--- START Reading text ---
It was clear that there was a sombre mood among the three Russians and lone Norwegian combatants contesting the semifinals, as the realities and Realpolitik of Thursday’s match-ups came in the wake of the invasion of Ukraine. After beating 19-year-old Andrey Esipenko, Nepo – who said he was unable to think clearly throughout the match in his interview – was in no mood to celebrate, and tweeted: “History has seen many Black Thursdays, but today is blacker than the others.” And then signing off with the hashtag #saynotowar.

Carlsen had a dream start with two comfortable opening wins against an out-of-sorts Vladislav Artemiev and then sealed the deal with a draw to cruise into the final – but even the world champion was in a reflective mood, commenting that he had been following world events and described himself as a “concerned bystander.”

War in Ukraine saw former World Champion and Hall of Famer Anatoly Karpov being named among the first high-profile Russians to be hit by sanctions and now unable to travel to any European Union state. As a Member of the State Duma, Karpov, world champion from 1975-1985, was one of 351 legislators who voted for – and all subsequently sanctioned by the EU – and supported the resolution to recognise the self-proclaimed republics in Luhansk and Donetsk, the pretext used by Russian president Vladimir Putin to justify his invasion.
--- END Reading text ---
## [Set tasks]
1. Reproduce the chess report word for word, everything from "It was clear" down to "the hashtag #saynotowar.".
2. In the chess report, whom did Nepo beat before tweeting about Black Thursdays?
3. Continue the chess report on the semifinals and the war in Ukraine from the point where it stops.
--- START Record set ---
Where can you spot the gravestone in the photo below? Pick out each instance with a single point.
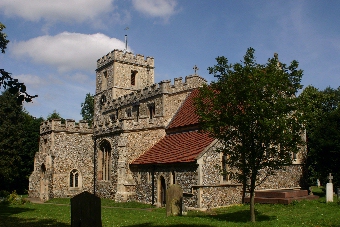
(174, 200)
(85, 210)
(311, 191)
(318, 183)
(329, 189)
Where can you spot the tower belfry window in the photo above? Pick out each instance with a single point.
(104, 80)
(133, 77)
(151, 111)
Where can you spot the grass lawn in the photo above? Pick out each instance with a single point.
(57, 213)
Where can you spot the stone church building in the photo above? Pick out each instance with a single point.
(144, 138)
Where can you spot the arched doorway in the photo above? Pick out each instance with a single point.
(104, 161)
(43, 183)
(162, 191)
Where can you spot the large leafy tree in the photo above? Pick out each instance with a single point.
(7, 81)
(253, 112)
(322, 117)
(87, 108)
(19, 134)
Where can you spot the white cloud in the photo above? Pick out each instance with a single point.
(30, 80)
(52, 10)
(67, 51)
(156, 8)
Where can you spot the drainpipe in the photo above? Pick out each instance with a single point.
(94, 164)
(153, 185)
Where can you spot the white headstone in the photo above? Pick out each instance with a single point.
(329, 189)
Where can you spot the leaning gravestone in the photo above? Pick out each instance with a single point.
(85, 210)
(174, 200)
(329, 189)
--- END Record set ---
--- START Record set ---
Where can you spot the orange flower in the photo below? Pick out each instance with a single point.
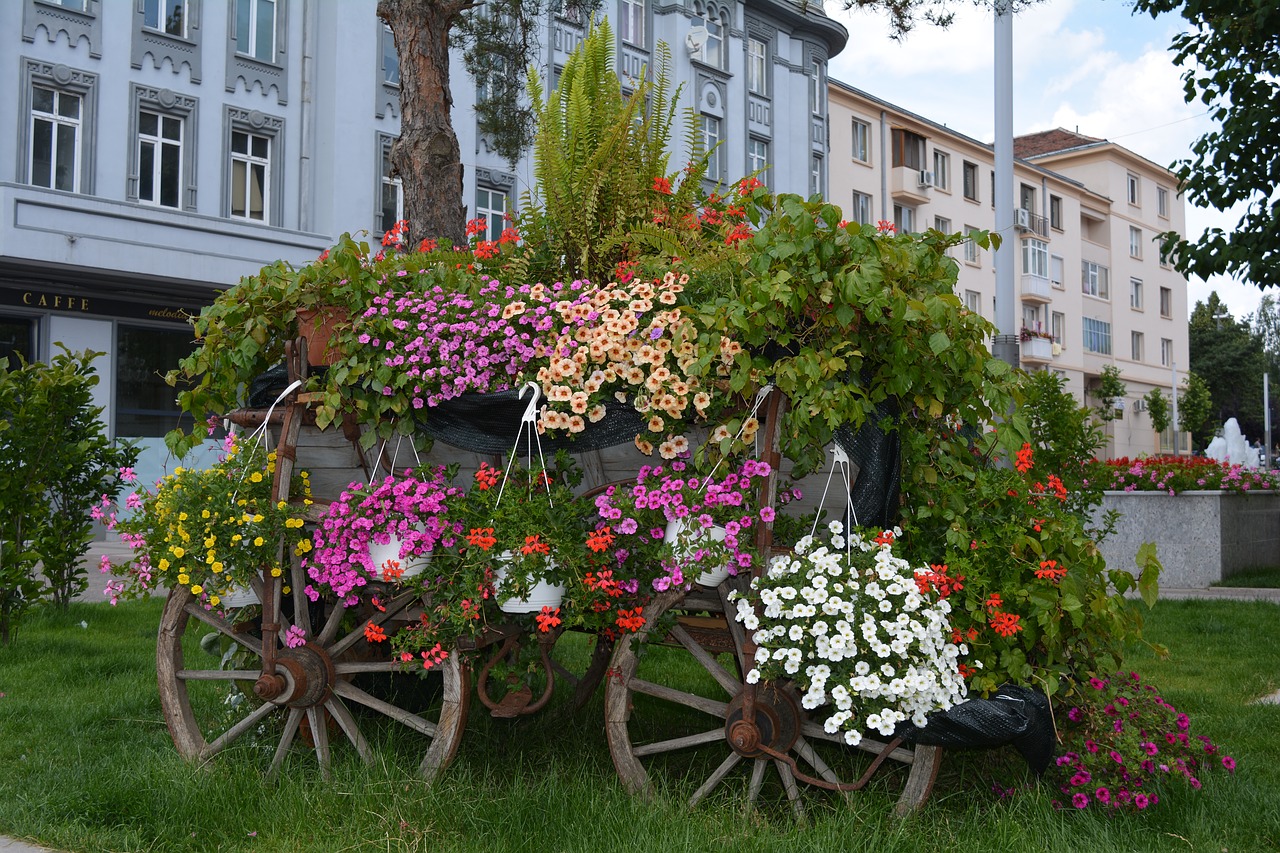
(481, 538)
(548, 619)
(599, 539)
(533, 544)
--- END Record set ---
--- START Record set ---
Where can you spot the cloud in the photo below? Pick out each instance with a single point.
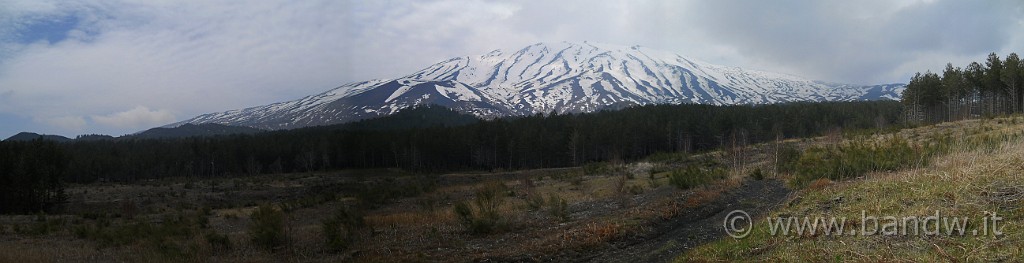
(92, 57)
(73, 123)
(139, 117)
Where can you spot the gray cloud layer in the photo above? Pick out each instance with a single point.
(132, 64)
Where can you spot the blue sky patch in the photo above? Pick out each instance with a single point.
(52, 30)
--- END Record set ---
## [Responses in order]
1.
It was clear that there was a sombre mood among the three Russians and lone Norwegian combatants contesting the semifinals, as the realities and Realpolitik of Thursday’s match-ups came in the wake of the invasion of Ukraine. After beating 19-year-old Andrey Esipenko, Nepo – who said he was unable to think clearly throughout the match in his interview – was in no mood to celebrate, and tweeted: “History has seen many Black Thursdays, but today is blacker than the others.” And then signing off with the hashtag #saynotowar.

2. He beat 19-year-old Andrey Esipenko.

3.
At a time of unparalleled conflict, Uefa moved swiftly yesterday to switch the football Champions League final away from St Petersburg to Paris, and today Formula One cancelled the Russian Grand Prix, and now there’s calls from within the chess community for Fide, the game’s governing body, to likewise boycott or cancel the upcoming biennial 150-nation team Olympiad, due to be staged in Moscow in July-August this year, just as the formal invitations were sent out earlier this week. (Breaking news: Fide have now confirmed the Olympiad will not be held in Russia)

But for now, Chess continues rise above it all with old foes Magnus Carlsen and Ian Nepomniachtchi clashing once again, only this time in the two-day Airthings Masters Finals, the first leg on the 2022 Meltwater Champions Chess Tour, that gets underway on Friday.

Airthings Masters semifinal results:
Nepomniachtchi 2½-½ Esipenko
Artemiev ½-2½ Carlsen

Friday and Saturday sees old foes Carlsen and Nepominiachtchi clashing in the the Airthings Masters Final. There’s live coverage on Chess24 with commentary from the regular Tour studio team of host Kaja Snare, GM David Howell and IM Jovanka Houska. Play starts at 18:00 CET (12:00 ET | 09:00 PT) with the official broadcast opening at 17:40 CET.

GM Andrey Esipenko – GM Ian Nepomniachtchi
Airthings Masters | Knockout S/finals, (2)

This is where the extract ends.